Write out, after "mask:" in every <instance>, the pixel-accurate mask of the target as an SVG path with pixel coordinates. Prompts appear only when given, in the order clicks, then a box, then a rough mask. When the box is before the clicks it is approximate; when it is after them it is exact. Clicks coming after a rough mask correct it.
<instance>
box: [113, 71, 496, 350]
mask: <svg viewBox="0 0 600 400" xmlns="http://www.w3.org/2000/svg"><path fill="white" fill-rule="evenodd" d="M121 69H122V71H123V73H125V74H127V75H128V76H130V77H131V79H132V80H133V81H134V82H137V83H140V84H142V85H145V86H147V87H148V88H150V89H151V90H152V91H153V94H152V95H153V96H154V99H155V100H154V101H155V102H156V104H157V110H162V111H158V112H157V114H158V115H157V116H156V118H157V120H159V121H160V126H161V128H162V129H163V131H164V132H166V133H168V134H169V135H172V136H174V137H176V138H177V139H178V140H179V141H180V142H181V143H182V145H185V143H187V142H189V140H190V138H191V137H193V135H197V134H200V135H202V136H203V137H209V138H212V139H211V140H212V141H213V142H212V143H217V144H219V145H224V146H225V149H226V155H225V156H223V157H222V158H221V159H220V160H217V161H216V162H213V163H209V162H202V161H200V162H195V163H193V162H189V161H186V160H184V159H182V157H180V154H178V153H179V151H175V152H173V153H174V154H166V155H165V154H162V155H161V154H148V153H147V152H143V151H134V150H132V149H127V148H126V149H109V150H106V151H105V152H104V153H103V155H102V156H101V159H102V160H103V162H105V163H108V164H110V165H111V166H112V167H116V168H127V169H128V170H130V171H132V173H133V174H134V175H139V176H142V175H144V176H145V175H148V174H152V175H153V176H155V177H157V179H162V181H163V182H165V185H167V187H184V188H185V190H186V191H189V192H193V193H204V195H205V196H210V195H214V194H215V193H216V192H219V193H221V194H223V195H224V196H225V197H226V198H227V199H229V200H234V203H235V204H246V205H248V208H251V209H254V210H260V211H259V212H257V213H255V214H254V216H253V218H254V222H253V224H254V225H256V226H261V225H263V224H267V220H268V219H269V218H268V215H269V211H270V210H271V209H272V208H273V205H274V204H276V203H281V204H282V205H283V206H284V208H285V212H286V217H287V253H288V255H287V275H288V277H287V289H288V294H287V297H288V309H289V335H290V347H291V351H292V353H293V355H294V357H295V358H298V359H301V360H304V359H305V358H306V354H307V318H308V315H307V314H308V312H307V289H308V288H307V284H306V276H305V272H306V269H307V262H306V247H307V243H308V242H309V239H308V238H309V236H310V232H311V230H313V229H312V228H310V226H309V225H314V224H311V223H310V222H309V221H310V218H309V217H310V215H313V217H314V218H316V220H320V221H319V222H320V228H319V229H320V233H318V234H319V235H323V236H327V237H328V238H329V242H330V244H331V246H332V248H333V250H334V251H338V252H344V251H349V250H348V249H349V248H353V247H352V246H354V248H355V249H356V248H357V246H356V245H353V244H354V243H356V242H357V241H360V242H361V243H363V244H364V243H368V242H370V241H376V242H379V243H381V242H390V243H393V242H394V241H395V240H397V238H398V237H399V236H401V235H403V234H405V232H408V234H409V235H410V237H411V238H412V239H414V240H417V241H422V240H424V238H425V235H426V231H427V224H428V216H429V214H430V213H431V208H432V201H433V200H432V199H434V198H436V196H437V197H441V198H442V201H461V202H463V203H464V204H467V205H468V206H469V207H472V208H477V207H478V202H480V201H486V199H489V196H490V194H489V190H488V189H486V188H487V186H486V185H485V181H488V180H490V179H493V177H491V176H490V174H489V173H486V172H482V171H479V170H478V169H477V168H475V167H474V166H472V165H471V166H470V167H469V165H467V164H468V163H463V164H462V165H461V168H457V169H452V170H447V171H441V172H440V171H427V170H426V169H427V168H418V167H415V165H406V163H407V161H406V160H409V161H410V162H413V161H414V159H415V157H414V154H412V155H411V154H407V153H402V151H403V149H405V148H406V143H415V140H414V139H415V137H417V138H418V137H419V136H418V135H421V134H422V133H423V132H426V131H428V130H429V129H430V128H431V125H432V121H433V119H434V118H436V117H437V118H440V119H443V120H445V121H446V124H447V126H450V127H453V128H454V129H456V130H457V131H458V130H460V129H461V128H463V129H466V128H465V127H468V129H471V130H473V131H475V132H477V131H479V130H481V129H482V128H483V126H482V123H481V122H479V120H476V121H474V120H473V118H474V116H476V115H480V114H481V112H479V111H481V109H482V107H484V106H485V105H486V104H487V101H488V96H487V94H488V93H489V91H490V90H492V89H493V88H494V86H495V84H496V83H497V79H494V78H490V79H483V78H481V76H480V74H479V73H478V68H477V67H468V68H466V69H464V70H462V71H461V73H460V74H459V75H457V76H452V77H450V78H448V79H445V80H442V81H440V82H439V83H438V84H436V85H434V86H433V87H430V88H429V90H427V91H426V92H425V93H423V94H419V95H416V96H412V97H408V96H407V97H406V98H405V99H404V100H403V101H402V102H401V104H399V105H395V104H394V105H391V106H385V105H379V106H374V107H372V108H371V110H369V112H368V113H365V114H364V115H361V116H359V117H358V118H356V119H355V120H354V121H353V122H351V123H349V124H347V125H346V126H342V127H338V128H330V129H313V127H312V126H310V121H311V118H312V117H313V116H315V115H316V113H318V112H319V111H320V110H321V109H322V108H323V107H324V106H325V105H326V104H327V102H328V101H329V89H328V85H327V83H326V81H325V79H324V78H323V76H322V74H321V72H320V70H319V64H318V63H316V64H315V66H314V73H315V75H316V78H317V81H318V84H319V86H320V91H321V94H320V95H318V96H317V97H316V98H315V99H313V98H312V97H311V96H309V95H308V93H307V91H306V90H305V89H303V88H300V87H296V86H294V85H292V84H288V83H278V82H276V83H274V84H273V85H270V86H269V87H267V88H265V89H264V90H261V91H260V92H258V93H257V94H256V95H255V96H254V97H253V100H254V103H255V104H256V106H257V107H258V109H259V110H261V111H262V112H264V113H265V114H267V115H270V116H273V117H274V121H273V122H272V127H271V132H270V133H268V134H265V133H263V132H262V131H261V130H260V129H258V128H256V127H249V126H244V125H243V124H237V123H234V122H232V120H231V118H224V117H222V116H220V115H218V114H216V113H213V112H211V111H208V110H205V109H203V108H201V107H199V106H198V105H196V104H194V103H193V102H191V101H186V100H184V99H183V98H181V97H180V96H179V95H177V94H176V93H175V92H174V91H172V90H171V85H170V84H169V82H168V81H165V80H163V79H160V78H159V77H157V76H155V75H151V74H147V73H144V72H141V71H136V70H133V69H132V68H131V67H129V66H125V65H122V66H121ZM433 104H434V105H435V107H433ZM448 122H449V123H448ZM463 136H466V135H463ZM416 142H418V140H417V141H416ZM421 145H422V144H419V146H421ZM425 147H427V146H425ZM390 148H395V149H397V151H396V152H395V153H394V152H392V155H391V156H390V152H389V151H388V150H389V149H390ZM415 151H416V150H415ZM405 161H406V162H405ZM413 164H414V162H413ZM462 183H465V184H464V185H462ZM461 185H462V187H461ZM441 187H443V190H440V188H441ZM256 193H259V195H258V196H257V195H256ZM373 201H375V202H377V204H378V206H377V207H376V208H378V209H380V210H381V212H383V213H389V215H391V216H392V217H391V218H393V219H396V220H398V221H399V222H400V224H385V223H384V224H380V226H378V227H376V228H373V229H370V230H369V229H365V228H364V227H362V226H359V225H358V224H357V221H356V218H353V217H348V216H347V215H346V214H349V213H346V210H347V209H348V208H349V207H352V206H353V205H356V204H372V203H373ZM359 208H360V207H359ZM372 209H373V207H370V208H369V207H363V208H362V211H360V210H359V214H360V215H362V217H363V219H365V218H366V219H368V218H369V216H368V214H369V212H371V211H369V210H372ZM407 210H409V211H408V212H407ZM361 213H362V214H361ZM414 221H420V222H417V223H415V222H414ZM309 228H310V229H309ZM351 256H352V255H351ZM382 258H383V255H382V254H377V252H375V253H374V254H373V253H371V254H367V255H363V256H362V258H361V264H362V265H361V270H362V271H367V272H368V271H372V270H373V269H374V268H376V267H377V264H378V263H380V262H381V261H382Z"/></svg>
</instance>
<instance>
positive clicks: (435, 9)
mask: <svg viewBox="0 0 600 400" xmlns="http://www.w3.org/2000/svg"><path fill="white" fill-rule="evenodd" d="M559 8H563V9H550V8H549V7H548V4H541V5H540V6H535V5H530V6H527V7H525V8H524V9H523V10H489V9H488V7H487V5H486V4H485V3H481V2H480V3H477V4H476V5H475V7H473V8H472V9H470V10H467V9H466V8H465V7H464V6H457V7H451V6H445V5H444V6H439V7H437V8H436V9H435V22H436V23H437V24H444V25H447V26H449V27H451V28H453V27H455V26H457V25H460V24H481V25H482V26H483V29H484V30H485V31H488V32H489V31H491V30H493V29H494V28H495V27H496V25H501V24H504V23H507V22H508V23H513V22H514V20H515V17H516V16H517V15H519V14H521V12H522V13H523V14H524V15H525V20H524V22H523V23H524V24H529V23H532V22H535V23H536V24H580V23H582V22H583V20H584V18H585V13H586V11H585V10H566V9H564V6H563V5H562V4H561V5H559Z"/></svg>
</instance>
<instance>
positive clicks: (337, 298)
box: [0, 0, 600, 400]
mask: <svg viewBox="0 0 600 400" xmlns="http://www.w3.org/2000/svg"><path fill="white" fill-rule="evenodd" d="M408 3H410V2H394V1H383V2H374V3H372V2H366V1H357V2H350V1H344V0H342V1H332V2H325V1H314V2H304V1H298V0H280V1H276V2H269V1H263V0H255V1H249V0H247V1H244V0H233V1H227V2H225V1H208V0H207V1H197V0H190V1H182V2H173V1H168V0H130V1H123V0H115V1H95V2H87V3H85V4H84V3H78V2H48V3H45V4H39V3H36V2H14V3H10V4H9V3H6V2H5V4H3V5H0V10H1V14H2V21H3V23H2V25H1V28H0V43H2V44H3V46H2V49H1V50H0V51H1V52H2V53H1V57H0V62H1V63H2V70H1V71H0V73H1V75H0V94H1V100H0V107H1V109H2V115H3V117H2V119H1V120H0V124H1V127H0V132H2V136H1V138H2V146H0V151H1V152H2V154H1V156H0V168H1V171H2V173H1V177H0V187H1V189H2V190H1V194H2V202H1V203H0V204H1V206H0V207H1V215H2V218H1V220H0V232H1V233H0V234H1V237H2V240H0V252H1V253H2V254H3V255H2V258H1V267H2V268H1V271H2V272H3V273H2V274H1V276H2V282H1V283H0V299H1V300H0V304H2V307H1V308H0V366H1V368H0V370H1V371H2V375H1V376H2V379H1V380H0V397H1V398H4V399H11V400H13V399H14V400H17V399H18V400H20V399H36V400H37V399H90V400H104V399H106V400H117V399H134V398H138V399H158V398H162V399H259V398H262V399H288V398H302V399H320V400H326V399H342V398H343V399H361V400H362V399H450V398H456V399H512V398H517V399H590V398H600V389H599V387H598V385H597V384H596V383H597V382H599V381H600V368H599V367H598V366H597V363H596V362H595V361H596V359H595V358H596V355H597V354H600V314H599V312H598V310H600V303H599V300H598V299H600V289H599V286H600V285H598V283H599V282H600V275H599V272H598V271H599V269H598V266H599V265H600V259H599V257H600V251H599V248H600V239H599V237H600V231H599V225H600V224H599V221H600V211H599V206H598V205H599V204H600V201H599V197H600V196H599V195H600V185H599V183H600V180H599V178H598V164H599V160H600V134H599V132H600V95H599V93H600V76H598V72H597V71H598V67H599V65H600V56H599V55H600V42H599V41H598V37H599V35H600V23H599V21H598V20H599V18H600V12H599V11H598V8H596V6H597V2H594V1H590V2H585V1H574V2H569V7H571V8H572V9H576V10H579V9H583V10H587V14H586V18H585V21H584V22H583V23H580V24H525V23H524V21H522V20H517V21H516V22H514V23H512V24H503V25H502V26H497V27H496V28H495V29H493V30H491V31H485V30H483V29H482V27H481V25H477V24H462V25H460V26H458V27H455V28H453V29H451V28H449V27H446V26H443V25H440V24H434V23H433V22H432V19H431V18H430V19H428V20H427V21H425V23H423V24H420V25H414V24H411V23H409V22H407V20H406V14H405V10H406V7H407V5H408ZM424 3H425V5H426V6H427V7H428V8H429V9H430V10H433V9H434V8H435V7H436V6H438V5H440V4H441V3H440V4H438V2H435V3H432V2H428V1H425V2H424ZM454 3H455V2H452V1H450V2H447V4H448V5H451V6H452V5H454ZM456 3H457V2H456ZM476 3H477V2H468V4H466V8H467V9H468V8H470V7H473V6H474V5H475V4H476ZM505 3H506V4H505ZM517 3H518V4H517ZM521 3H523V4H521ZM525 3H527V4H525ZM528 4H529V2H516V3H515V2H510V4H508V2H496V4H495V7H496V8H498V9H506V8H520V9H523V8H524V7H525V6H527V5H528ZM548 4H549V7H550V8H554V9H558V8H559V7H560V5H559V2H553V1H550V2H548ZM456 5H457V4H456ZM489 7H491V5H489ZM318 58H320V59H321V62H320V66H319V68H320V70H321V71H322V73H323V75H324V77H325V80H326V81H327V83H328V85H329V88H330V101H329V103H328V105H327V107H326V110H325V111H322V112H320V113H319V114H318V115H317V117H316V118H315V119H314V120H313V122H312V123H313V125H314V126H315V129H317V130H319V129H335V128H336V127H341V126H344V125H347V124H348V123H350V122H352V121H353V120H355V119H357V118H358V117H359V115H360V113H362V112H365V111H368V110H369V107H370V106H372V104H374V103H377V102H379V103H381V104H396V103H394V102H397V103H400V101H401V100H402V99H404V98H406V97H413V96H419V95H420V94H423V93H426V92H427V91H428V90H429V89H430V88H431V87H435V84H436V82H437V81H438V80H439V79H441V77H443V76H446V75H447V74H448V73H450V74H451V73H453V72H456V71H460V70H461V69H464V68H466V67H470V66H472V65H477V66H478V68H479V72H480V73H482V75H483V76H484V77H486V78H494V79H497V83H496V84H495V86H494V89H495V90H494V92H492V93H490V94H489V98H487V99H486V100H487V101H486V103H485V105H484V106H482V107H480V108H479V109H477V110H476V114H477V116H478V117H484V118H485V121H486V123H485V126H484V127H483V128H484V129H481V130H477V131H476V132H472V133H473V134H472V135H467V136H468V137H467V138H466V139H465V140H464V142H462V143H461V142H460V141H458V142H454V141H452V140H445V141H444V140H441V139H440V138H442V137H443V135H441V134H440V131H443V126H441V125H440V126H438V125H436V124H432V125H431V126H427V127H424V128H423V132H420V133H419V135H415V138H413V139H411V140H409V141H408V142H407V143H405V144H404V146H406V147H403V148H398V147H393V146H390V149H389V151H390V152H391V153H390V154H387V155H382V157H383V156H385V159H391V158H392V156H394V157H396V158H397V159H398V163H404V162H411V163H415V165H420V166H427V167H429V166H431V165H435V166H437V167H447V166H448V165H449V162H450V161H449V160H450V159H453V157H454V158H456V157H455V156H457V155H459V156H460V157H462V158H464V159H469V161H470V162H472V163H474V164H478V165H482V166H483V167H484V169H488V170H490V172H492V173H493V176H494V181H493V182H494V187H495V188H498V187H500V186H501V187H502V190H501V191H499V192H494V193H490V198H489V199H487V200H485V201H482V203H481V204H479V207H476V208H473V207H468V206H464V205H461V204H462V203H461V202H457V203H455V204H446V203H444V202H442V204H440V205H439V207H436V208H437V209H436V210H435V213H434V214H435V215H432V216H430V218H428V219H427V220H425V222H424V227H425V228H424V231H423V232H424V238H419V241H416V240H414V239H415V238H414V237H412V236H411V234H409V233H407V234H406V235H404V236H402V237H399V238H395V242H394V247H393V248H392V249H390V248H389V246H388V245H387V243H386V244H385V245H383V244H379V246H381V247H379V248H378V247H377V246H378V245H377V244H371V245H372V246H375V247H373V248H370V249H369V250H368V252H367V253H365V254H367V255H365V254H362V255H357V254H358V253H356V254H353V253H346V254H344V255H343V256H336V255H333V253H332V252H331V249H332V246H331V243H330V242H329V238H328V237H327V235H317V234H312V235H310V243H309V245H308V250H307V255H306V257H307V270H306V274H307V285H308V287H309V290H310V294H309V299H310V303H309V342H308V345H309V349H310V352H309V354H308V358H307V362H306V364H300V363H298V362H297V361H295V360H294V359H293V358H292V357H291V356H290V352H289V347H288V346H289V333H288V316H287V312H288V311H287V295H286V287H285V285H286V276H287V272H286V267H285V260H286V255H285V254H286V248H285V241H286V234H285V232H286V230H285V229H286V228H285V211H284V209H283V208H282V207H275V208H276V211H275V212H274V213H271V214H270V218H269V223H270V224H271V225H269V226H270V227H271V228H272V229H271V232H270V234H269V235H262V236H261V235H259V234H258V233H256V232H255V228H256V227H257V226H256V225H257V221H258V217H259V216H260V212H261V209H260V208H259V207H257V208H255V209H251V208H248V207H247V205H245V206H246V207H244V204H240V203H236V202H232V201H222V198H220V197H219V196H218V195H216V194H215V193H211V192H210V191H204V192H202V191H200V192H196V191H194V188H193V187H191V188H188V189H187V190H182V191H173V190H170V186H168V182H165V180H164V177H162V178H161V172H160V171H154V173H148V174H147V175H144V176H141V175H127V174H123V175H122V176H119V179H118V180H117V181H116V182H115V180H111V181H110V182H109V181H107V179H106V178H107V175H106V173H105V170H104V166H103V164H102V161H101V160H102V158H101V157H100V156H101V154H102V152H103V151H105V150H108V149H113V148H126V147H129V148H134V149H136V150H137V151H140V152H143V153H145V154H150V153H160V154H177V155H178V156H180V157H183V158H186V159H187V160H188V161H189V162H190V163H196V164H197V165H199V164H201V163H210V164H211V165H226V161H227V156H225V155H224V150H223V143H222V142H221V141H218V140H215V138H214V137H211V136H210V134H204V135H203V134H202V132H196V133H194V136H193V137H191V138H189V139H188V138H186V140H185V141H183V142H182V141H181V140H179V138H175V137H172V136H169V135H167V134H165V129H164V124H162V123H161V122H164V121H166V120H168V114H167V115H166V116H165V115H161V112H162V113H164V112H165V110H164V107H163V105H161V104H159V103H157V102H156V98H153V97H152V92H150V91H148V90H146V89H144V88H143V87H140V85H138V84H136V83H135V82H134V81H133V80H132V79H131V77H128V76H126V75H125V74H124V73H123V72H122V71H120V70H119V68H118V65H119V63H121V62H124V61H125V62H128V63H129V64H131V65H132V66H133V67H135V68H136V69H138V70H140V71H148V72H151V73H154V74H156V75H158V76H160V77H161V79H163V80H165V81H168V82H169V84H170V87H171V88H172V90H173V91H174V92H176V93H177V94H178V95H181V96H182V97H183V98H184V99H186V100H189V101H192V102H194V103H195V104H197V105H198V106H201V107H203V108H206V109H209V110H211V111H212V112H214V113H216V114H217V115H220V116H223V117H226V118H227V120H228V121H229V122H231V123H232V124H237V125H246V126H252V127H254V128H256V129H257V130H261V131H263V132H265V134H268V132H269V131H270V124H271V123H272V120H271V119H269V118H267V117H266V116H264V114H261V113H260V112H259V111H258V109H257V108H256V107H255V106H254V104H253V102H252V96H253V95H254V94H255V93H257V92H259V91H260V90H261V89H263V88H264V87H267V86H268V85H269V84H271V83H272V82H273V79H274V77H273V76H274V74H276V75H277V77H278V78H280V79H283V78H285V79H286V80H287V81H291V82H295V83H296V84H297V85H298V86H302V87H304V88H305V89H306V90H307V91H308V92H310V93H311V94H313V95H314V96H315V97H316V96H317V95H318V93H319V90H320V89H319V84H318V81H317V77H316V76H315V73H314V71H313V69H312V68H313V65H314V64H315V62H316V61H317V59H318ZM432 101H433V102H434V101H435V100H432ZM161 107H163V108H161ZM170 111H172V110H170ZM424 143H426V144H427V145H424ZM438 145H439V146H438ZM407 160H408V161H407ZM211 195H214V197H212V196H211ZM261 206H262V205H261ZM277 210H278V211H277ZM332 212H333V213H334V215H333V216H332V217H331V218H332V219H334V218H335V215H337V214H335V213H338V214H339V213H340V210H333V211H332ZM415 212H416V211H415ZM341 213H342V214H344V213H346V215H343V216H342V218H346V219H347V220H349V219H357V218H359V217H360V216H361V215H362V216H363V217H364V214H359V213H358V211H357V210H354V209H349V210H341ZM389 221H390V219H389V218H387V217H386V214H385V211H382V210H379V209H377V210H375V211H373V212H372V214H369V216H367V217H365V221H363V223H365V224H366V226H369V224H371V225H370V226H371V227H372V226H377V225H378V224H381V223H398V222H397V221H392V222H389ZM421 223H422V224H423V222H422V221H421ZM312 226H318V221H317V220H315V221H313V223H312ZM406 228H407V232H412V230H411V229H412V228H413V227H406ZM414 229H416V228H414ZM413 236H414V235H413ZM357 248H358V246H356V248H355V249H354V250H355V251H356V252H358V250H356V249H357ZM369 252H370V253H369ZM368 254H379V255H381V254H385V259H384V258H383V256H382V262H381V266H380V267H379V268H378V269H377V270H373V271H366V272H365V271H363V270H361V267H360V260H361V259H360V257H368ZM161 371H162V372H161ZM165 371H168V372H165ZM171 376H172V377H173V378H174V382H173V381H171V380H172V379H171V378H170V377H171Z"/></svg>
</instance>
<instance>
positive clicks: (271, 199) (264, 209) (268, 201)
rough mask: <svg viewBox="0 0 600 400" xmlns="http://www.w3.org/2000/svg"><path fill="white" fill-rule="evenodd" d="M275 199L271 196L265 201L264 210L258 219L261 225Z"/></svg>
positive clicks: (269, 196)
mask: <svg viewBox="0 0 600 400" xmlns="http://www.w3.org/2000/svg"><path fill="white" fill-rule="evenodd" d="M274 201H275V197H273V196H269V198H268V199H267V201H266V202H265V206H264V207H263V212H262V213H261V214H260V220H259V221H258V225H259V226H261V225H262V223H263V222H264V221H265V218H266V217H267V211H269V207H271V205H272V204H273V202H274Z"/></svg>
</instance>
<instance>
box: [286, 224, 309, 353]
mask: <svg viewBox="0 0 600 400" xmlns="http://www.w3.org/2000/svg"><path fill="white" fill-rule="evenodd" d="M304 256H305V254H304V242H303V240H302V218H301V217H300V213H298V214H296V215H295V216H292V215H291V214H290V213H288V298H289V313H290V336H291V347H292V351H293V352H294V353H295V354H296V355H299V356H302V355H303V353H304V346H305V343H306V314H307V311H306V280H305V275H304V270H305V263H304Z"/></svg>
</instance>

**Problem:** Copy here each line of the preceding records with "clicks" in it.

**Written solution:**
Write out, after "mask:" in every <instance>, the pixel-accurate mask of the target as an SVG path with pixel coordinates. Prompts appear only when given, in the order clicks, then a box, then a rough mask. When the box is before the clicks it is approximate; when it is after them it is exact. Clicks coming after a rough mask correct it.
positive clicks: (435, 9)
positive clicks: (337, 298)
positive clicks: (271, 199) (264, 209) (268, 201)
positive clicks: (269, 196)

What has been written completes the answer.